Assignment
I'd like the entries that follow repeated exactly, with the pictures left out.

Data extract: Begin

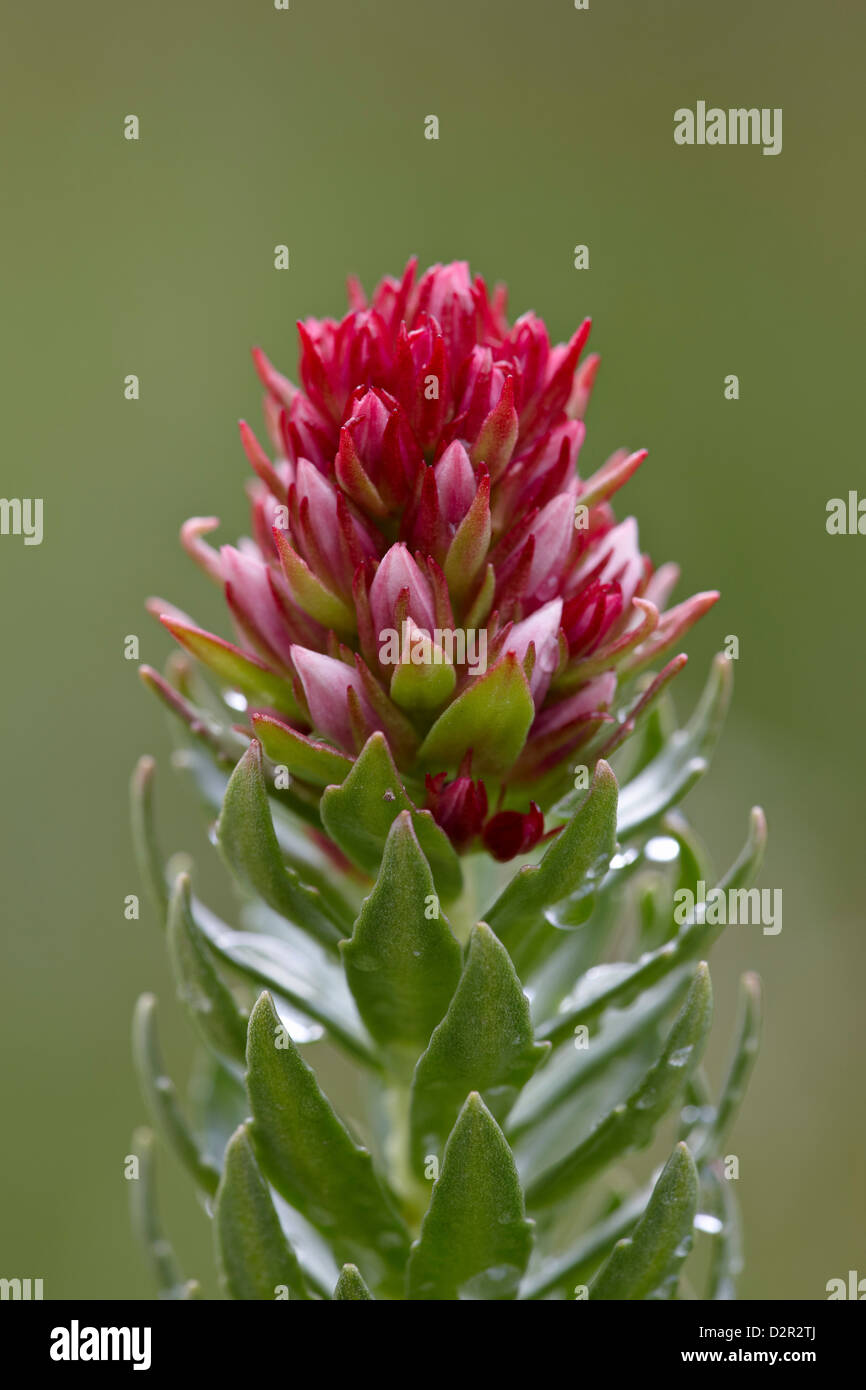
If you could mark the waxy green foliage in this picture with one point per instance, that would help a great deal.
(499, 1059)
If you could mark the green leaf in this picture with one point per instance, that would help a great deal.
(209, 1000)
(631, 1125)
(143, 834)
(235, 667)
(563, 1272)
(719, 1200)
(402, 962)
(248, 841)
(161, 1097)
(474, 1239)
(572, 1068)
(620, 983)
(647, 1264)
(350, 1286)
(146, 1222)
(492, 717)
(305, 758)
(684, 758)
(217, 1101)
(740, 1070)
(359, 813)
(300, 972)
(307, 1153)
(253, 1257)
(483, 1044)
(574, 862)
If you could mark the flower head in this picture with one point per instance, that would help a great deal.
(428, 562)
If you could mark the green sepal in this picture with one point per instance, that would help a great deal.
(403, 961)
(483, 1044)
(423, 685)
(492, 717)
(161, 1097)
(631, 1125)
(255, 1260)
(306, 758)
(248, 840)
(647, 1264)
(359, 813)
(476, 1239)
(350, 1287)
(307, 1153)
(574, 863)
(238, 669)
(209, 1000)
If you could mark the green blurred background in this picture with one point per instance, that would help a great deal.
(156, 257)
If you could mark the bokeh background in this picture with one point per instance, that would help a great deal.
(156, 257)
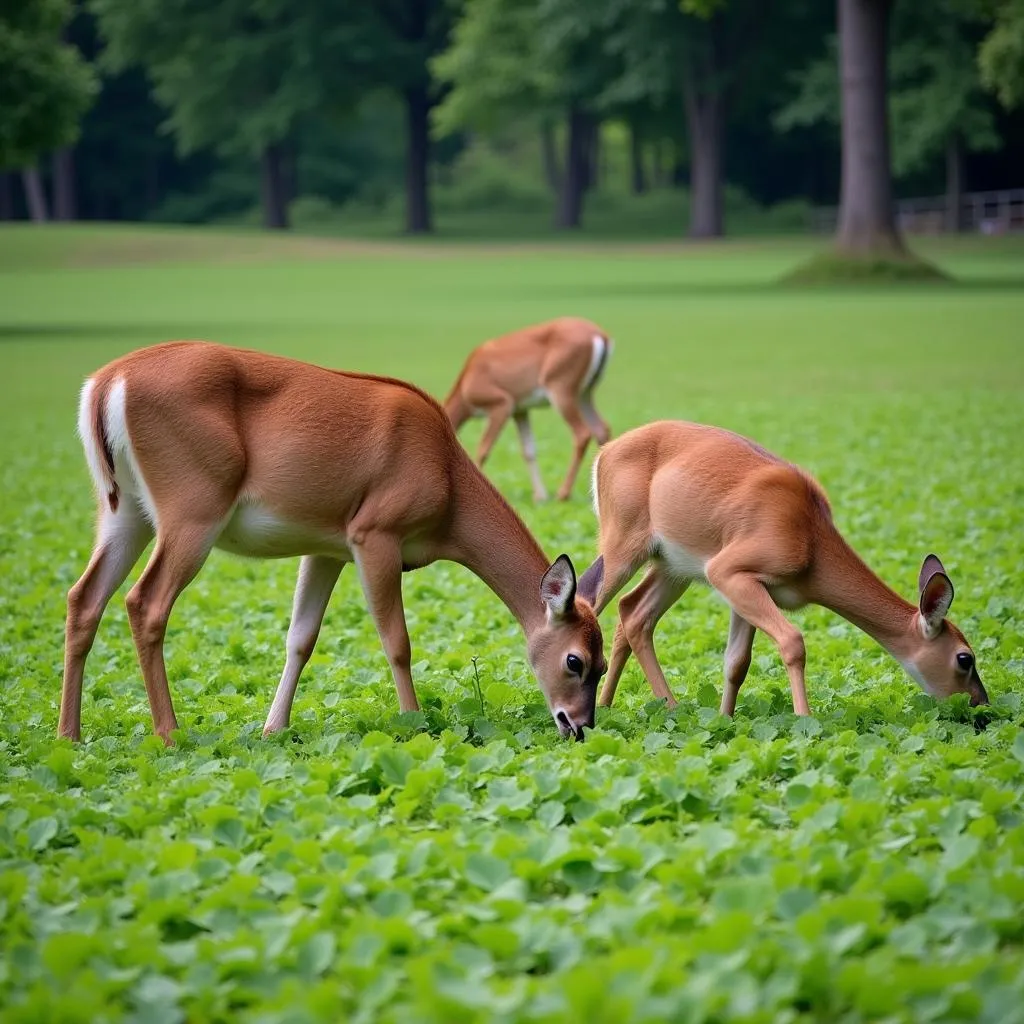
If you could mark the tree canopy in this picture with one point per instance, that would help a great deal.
(45, 86)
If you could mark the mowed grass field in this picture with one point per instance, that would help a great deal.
(463, 863)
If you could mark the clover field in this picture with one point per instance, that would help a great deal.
(464, 863)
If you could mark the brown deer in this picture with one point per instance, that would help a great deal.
(700, 503)
(559, 364)
(209, 446)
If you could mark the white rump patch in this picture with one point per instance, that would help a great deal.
(93, 456)
(598, 349)
(681, 563)
(593, 486)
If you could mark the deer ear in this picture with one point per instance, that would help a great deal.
(590, 582)
(929, 567)
(558, 587)
(936, 596)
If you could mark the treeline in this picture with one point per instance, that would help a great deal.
(202, 110)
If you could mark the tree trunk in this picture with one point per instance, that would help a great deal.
(35, 197)
(418, 219)
(705, 118)
(574, 178)
(274, 199)
(549, 157)
(6, 197)
(638, 176)
(65, 205)
(954, 184)
(866, 221)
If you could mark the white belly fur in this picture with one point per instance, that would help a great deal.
(596, 355)
(681, 563)
(255, 531)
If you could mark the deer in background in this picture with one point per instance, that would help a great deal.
(700, 503)
(209, 446)
(559, 364)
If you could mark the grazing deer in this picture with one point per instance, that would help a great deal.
(558, 363)
(700, 503)
(209, 446)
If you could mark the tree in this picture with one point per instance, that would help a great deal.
(238, 76)
(936, 104)
(44, 89)
(419, 30)
(1001, 53)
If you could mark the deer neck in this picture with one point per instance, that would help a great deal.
(845, 585)
(456, 408)
(493, 542)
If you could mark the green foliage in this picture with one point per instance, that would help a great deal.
(237, 76)
(1001, 53)
(45, 86)
(865, 864)
(498, 65)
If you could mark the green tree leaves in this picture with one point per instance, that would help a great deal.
(45, 86)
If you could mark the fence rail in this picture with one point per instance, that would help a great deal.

Data extract: End

Written response
If you could mark the waxy green foliage in this picture with one point per instance, that would help a great deal.
(499, 1059)
If you could mark the green leaf in this picture with one point per instance, that would help a great deal.
(209, 1000)
(631, 1125)
(143, 834)
(235, 667)
(563, 1272)
(719, 1200)
(402, 962)
(248, 841)
(161, 1097)
(474, 1239)
(572, 1068)
(620, 983)
(647, 1264)
(350, 1286)
(146, 1222)
(492, 717)
(305, 758)
(684, 758)
(217, 1101)
(740, 1070)
(359, 813)
(300, 972)
(307, 1153)
(253, 1257)
(483, 1044)
(574, 862)
If you could mark the flower head in this picture with one point per instance, that would help a great deal.
(428, 562)
If you could mark the green sepal in this picture with one point per instance, that would help a great deal.
(403, 961)
(483, 1044)
(423, 685)
(492, 717)
(161, 1097)
(631, 1125)
(255, 1260)
(306, 758)
(248, 840)
(647, 1264)
(359, 813)
(476, 1239)
(350, 1287)
(307, 1153)
(574, 863)
(238, 669)
(209, 1000)
If you could mark the green blurred background in this picture with one point per instance, that would help a great deal.
(156, 257)
If you could mark the bokeh background in this picture with one point per instance, that would help a great deal.
(156, 257)
If you could mark the tree canopy in this picture with one point per instance, that would help a great deal.
(45, 86)
If you could mark the mowed grass field in this picture with one point per instance, that would help a great deal.
(463, 863)
If you could mark the clover field in this picture with one point per instance, that would help a great deal.
(464, 863)
If you could mark the brown deer in this picture with one point per instance, that would help a great deal.
(700, 503)
(559, 364)
(209, 446)
If you could mark the white rump patch in this picture with one point per instance, that would help a great deal.
(93, 456)
(598, 349)
(681, 563)
(593, 486)
If you could mark the deer ear in this picture with one point per instance, that would help a great deal.
(590, 582)
(929, 567)
(558, 587)
(936, 596)
If you could mark the treeline in this picture with one point per instance, that would help a great deal.
(202, 110)
If you could mark the tree trunk in this picture with one point per instance, that would help a great deal.
(35, 197)
(418, 219)
(705, 118)
(574, 178)
(274, 199)
(549, 157)
(6, 197)
(638, 176)
(65, 205)
(954, 184)
(866, 221)
If you could mark the white belly fur in this picture with one point per instance, that would help a great deal.
(596, 355)
(681, 563)
(255, 531)
If you could mark the deer in background in this picture with one point per instance, that would help a great deal.
(700, 503)
(209, 446)
(559, 364)
If you could mark the grazing deer in this picture with one point per instance, that would help a great deal.
(558, 363)
(700, 503)
(209, 446)
If you could mark the tree in this picture with one point per instance, that would help a great deal.
(238, 76)
(936, 104)
(44, 89)
(419, 30)
(1001, 53)
If you could mark the deer neck in this picture with one point per instance, that would help a great deal.
(845, 585)
(456, 408)
(493, 542)
If you could mark the green foliage in this picture with one point per instance, that would help a great deal.
(237, 76)
(1001, 53)
(45, 86)
(865, 864)
(498, 65)
If you could mark the green tree leaves in this picture with one point per instance, that would help a great deal.
(45, 86)
If you could mark the fence rail in this picture with one point per instance, that would help a great deal.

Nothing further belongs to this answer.